#### TEXT PROVIDED:
* * *

Along with the other four party leaders in the debate our Natalie tut-tutted over David Cameron’s decision not to take part, but his absence almost certainly met with the approval of another Australian. Readers may remember Lynton Crosby as the strategist behind two successful John Howard election campaigns. Since performing a similar service for Boris Johnson in the last London mayoral race he’s been embraced by the Cameroons, and the Svengali-like influence he’s said to enjoy in Downing St. these days has led to him being described as ‘a master of the dark political arts’ in papers like the Guardian. The tabloids prefer the cuddlier ‘wizard of Oz’, although it has to be said this is also the name they give to every half-decent bowler, scrum half and pastry chef who gets off a Qantas flight.

* * *

#### DATA PROVIDED:
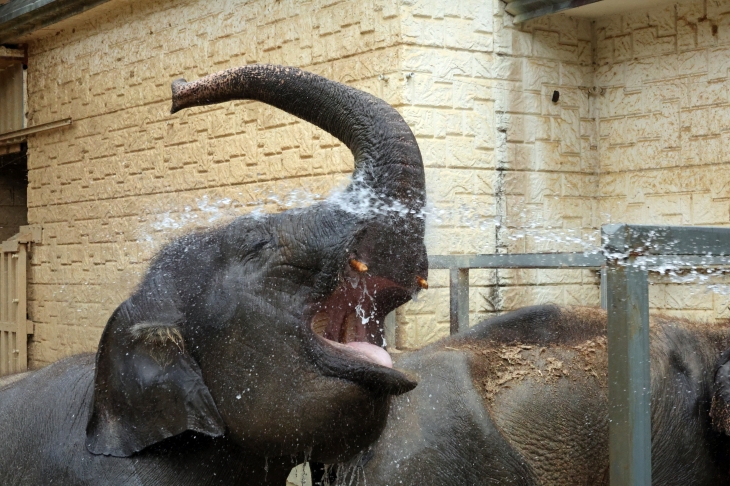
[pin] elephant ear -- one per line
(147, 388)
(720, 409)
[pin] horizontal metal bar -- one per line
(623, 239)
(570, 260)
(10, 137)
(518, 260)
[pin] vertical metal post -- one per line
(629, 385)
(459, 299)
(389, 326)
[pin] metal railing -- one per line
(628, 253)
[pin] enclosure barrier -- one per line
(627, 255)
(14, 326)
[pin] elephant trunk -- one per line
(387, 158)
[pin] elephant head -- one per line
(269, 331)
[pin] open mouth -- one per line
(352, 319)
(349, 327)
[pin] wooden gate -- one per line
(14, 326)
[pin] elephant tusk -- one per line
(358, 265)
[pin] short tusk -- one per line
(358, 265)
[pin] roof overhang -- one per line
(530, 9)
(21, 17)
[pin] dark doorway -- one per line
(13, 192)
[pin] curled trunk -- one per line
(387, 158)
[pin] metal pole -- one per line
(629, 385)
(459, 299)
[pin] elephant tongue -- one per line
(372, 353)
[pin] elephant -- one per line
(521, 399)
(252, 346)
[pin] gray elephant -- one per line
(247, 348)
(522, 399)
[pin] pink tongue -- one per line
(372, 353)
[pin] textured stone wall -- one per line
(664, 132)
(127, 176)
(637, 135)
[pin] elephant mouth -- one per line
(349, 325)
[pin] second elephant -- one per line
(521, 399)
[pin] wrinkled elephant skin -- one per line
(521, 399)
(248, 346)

* * *

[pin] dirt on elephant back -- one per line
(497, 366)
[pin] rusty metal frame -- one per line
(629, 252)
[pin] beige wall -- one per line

* * *

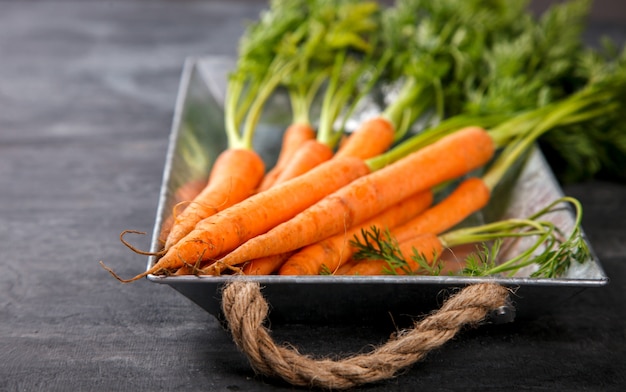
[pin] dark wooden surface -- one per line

* * *

#### WORK TO BE COMPLETED:
Transcribe the part of the Lynton Crosby passage between "Along with the" and "a Qantas flight.", inclusive.

#### REPLY:
Along with the other four party leaders in the debate our Natalie tut-tutted over David Cameron’s decision not to take part, but his absence almost certainly met with the approval of another Australian. Readers may remember Lynton Crosby as the strategist behind two successful John Howard election campaigns. Since performing a similar service for Boris Johnson in the last London mayoral race he’s been embraced by the Cameroons, and the Svengali-like influence he’s said to enjoy in Downing St. these days has led to him being described as ‘a master of the dark political arts’ in papers like the Guardian. The tabloids prefer the cuddlier ‘wizard of Oz’, although it has to be said this is also the name they give to every half-decent bowler, scrum half and pastry chef who gets off a Qantas flight.